[Given records]:

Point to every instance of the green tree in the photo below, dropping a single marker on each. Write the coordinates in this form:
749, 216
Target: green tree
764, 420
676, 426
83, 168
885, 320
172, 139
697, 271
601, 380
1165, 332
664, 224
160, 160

[What needs to be done]:
Rewrite the records above, replacing "green tree" with "pine tree" each time it appears and leaving everything else unchanged.

[Task solution]:
Point to every instance of the pine tree in the photo below, dropping a single marker on each. Write the coordinates in this form:
749, 216
Target: pine tree
764, 420
676, 426
83, 168
885, 320
172, 139
697, 271
601, 380
1165, 332
664, 224
160, 160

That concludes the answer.